(Stored data entries)
*** Begin section ***

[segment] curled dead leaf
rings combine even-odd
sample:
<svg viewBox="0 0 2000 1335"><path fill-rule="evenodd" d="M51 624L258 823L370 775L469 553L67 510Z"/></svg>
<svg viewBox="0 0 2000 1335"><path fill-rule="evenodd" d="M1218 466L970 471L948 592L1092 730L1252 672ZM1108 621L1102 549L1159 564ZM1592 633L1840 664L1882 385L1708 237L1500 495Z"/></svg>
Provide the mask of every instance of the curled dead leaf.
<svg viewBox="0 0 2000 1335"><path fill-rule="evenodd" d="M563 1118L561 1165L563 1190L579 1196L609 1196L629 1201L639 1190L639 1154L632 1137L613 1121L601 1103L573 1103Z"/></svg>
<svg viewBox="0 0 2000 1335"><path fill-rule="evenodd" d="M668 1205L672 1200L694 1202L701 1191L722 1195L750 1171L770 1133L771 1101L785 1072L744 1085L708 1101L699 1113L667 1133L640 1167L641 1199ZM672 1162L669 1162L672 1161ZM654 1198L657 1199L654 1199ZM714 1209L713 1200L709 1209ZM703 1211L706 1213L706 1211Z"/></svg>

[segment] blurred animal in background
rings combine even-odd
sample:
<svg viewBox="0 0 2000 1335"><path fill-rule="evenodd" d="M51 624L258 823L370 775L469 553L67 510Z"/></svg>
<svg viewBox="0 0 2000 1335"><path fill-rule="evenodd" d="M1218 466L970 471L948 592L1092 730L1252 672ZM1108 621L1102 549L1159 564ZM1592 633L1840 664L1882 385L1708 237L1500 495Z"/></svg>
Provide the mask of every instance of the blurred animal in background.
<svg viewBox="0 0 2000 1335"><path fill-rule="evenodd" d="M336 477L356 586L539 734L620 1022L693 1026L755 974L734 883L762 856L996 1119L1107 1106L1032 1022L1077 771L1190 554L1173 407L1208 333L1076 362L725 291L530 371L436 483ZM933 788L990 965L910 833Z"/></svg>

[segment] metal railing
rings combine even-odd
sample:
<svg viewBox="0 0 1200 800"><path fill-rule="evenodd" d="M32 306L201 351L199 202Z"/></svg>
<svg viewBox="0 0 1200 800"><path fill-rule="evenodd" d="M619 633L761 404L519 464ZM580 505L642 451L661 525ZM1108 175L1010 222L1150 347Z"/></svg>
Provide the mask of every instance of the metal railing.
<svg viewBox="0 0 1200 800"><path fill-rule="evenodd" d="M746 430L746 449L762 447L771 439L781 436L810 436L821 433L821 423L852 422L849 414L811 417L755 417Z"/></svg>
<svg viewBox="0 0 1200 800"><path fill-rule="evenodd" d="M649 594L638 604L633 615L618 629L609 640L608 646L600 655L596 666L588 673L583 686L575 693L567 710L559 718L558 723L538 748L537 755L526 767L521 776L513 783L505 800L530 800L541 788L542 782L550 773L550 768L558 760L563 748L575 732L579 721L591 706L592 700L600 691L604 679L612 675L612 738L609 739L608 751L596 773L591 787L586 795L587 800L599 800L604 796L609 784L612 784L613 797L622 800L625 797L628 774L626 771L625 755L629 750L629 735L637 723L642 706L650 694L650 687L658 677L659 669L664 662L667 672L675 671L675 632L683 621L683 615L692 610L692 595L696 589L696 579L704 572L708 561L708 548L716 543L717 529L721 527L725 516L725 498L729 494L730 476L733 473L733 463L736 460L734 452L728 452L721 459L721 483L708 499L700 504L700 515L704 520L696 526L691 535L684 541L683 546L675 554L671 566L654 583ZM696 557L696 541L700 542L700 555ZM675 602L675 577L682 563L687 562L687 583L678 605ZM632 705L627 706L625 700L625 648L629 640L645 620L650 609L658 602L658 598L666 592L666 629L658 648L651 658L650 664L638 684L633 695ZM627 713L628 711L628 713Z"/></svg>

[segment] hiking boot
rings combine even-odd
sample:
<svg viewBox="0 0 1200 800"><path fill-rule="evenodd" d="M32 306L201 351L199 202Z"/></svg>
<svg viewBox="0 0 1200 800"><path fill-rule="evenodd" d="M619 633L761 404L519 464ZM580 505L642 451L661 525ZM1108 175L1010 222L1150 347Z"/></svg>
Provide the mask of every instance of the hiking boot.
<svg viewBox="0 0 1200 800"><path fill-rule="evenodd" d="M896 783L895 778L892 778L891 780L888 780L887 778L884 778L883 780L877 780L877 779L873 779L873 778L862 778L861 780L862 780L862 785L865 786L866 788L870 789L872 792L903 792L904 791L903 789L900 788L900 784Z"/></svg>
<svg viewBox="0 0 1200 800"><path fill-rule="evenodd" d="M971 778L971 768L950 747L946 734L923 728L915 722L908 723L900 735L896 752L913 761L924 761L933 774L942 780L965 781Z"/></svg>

*** End section ***

What is required. Reproduce the entries exactly. Every word has to stay the same.

Output of the exercise.
[segment] curled dead leaf
rings combine even-odd
sample:
<svg viewBox="0 0 2000 1335"><path fill-rule="evenodd" d="M51 624L258 823L370 775L469 553L67 510Z"/></svg>
<svg viewBox="0 0 2000 1335"><path fill-rule="evenodd" d="M1218 466L970 471L948 592L1092 730L1252 672ZM1108 621L1102 549L1159 564ZM1592 633L1840 664L1882 385L1708 237L1500 495Z"/></svg>
Provide the mask of every instance of the curled dead leaf.
<svg viewBox="0 0 2000 1335"><path fill-rule="evenodd" d="M563 1118L561 1165L563 1190L579 1196L609 1196L629 1201L639 1190L639 1154L632 1137L613 1121L601 1103L573 1103Z"/></svg>
<svg viewBox="0 0 2000 1335"><path fill-rule="evenodd" d="M668 1205L672 1200L694 1202L701 1191L722 1195L750 1171L770 1133L771 1101L785 1072L744 1085L708 1101L699 1113L667 1133L640 1167L641 1199ZM672 1162L669 1162L672 1161ZM654 1198L657 1199L654 1199ZM714 1209L713 1200L709 1209ZM703 1211L706 1213L706 1211Z"/></svg>

[segment] blurred animal in background
rings combine even-odd
sample:
<svg viewBox="0 0 2000 1335"><path fill-rule="evenodd" d="M51 624L258 823L370 775L469 553L67 510Z"/></svg>
<svg viewBox="0 0 2000 1335"><path fill-rule="evenodd" d="M1218 466L970 471L948 592L1092 730L1252 672ZM1108 621L1102 549L1159 564ZM1592 633L1840 664L1882 385L1708 237L1500 495Z"/></svg>
Provide the mask of every instance of the blurred animal in background.
<svg viewBox="0 0 2000 1335"><path fill-rule="evenodd" d="M336 477L356 586L539 734L620 1022L693 1026L755 974L734 883L762 856L996 1119L1107 1106L1032 1022L1077 771L1190 554L1173 407L1208 333L1076 362L725 291L530 371L436 483ZM933 788L990 965L910 833Z"/></svg>

[segment] metal railing
rings combine even-odd
sample:
<svg viewBox="0 0 1200 800"><path fill-rule="evenodd" d="M32 306L201 351L199 202Z"/></svg>
<svg viewBox="0 0 1200 800"><path fill-rule="evenodd" d="M619 633L761 404L519 464ZM580 505L642 451L661 525ZM1108 175L1010 222L1150 347Z"/></svg>
Provide the mask of every instance of the metal railing.
<svg viewBox="0 0 1200 800"><path fill-rule="evenodd" d="M746 430L746 449L762 447L771 439L781 436L810 436L821 433L821 423L852 422L849 414L811 417L755 417Z"/></svg>
<svg viewBox="0 0 1200 800"><path fill-rule="evenodd" d="M649 594L638 604L633 615L618 629L609 640L608 646L600 655L596 666L588 673L583 686L575 693L567 710L559 718L558 723L538 748L537 755L526 767L521 776L513 783L505 800L530 800L541 788L542 782L550 773L550 768L558 760L563 748L575 732L579 721L591 706L592 700L600 691L604 679L612 675L612 738L609 739L608 751L596 773L591 787L586 795L587 800L599 800L604 796L609 784L612 784L613 797L622 800L625 797L628 774L626 771L625 755L629 750L629 735L637 723L642 706L650 694L650 687L658 677L659 669L664 662L667 672L675 671L675 632L683 621L683 615L692 610L692 595L696 589L696 579L704 572L708 561L708 548L716 543L717 529L721 527L725 516L725 498L729 494L730 476L733 473L733 463L736 460L734 452L728 452L721 459L721 483L708 499L700 504L700 515L704 520L696 526L691 535L684 541L683 546L675 554L671 566L654 583ZM696 557L696 541L700 542L700 555ZM675 602L675 577L682 563L687 562L687 583L678 605ZM632 705L627 706L625 700L625 648L629 640L645 620L650 609L658 602L658 598L666 592L666 629L658 648L651 658L650 664L638 684L633 695ZM627 713L628 711L628 713Z"/></svg>

[segment] hiking boot
rings combine even-odd
sample:
<svg viewBox="0 0 1200 800"><path fill-rule="evenodd" d="M32 306L201 351L199 202Z"/></svg>
<svg viewBox="0 0 1200 800"><path fill-rule="evenodd" d="M619 633L761 404L519 464ZM580 505L642 451L661 525ZM1108 175L1010 222L1150 347Z"/></svg>
Provide the mask of every instance of the hiking boot.
<svg viewBox="0 0 1200 800"><path fill-rule="evenodd" d="M896 783L895 778L892 778L891 780L888 780L887 778L884 778L883 780L877 780L877 779L873 779L873 778L862 778L861 780L862 780L862 785L865 786L866 788L870 789L872 792L903 792L904 791L903 789L900 788L900 784Z"/></svg>
<svg viewBox="0 0 1200 800"><path fill-rule="evenodd" d="M971 778L971 768L950 747L946 734L923 728L915 722L908 723L900 735L896 752L913 761L924 761L933 774L942 780L965 781Z"/></svg>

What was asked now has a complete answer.